Excerpted text:
*****

The EMMPRIN (CD147) mRNA expression was detectable and quantifiable by RT-qPCR in colonic biopsies from UC and CD patients and controls. EMMPRIN was up regulated in rectal mucosa from patients with active UC compared to active CD patients (P = .045), remission CD group (P = .0009) and controls (P < .0001). Also, we detected differences between UC in remission and active CD (P = .004), remission CD (P < .0001) and control group (P < .0001; No significant differences were found between active CD patients in compared to the control group shown in Figure 1A).

Gene expression of MMP23b was increased in the rectal biopsies from patients with active UC compared to remission CD group (P = .007). Additional significant difference was found between remission UC and remission CD (P = .04) as shown in Figure 1B. The MMP23b levels were decreased in active and remission CD compared with controls (P = 0.014 and P = 0.006; Figure 1B).

*****

Data extracts:
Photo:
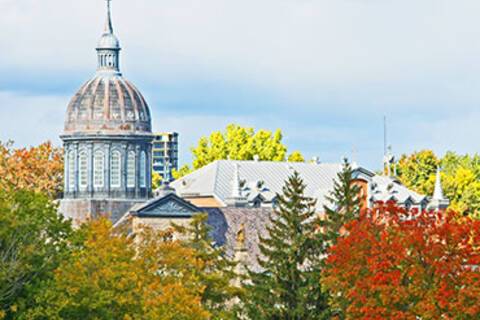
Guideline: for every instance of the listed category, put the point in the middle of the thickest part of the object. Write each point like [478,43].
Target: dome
[108,104]
[108,41]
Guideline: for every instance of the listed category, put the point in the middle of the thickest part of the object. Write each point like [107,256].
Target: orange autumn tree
[398,264]
[110,275]
[38,169]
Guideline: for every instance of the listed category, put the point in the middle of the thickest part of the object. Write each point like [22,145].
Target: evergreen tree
[215,270]
[344,204]
[288,287]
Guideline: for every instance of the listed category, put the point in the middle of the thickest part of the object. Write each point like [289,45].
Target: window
[131,169]
[99,169]
[71,170]
[143,170]
[83,174]
[115,167]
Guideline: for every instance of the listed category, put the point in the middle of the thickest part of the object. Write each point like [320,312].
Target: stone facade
[107,141]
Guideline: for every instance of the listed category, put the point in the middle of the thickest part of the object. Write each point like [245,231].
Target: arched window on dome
[83,170]
[115,167]
[98,169]
[131,165]
[71,170]
[143,170]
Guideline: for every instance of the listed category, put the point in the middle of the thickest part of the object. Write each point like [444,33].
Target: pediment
[168,206]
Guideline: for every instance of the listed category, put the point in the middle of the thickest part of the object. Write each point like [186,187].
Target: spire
[108,23]
[236,182]
[438,193]
[438,202]
[108,48]
[236,199]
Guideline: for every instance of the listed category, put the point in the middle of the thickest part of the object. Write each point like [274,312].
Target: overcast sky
[324,71]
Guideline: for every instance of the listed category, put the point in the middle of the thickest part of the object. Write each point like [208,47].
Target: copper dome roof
[108,104]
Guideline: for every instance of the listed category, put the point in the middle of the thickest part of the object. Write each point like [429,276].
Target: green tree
[344,204]
[288,287]
[417,171]
[183,171]
[156,180]
[460,177]
[239,143]
[216,271]
[33,241]
[296,156]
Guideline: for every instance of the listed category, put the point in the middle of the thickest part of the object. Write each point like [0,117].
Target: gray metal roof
[216,179]
[267,178]
[388,188]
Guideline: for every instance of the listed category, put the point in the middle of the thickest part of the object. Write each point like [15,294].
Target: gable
[168,206]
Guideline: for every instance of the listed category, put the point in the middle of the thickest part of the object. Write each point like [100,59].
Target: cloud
[324,71]
[31,120]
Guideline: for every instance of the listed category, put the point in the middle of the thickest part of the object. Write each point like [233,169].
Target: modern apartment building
[165,154]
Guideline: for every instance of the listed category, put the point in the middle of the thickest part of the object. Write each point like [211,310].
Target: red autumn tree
[398,264]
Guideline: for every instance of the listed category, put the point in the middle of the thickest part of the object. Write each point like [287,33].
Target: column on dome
[76,187]
[90,168]
[137,171]
[108,162]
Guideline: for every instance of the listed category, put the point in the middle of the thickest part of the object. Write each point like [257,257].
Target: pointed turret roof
[438,193]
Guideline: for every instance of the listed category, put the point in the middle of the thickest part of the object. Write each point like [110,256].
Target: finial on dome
[438,193]
[108,23]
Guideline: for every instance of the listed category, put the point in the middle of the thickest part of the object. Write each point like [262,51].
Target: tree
[39,169]
[296,156]
[460,177]
[399,264]
[113,276]
[156,180]
[417,171]
[33,241]
[344,204]
[215,272]
[288,286]
[183,171]
[239,143]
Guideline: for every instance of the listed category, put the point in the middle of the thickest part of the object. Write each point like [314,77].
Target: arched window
[116,172]
[71,170]
[83,170]
[143,170]
[131,165]
[99,169]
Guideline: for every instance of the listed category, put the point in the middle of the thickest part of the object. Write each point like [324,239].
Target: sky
[326,72]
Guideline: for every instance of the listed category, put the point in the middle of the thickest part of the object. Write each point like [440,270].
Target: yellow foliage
[39,169]
[114,276]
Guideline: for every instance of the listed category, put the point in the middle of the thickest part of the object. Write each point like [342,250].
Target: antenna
[385,142]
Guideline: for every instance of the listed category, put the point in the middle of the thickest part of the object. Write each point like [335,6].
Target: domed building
[107,141]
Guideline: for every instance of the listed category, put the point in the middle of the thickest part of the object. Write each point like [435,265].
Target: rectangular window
[115,178]
[71,170]
[83,170]
[99,171]
[131,165]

*****

Continue the passage on EMMPRIN and MMP23b expression in rectal biopsies from its last sentence.

Response to the exercise:
The results showed that patients with active UC had significantly higher MMP10 gene expression in mucosa compared to remission UC patients and controls (P = .003 and P = .005 respectively). Also, high levels of relative gene expression of MMP10 was associated with the severe histological activity (P = .000) in patients with UC. Significant differences were found between active UC and active CD (P = .000; Figure 1C).

3.2 Intestinal production of EMMPRIN, MMP23 and MMP10 in patients with IBD

A total of 20 IBD patients were included (10 patients with active UC and 10 with active CD) and 10 patients without intestinal inflammation were included in the study.

Patients with active UC and CD had mucosal lesions consist of epithelial alterations and a cellular inflammatory response. Abundant inflammatory infiltrates of mononuclear cells, which extend from the serous layer to the mucosa, being more abundant at the level of the epithelium and the serosa were observed in active UC and CD tissues. In the control group, the histopathological characteristics of the colon resemble normal tissue.

EMMPRIN showed important expression levels in submucosa, and cells that presumably could be lymphocytes and macrophages, remarking an important degree of immunopositivity in the case of intraepithelial lymphocytes and endothelial cells in serosa.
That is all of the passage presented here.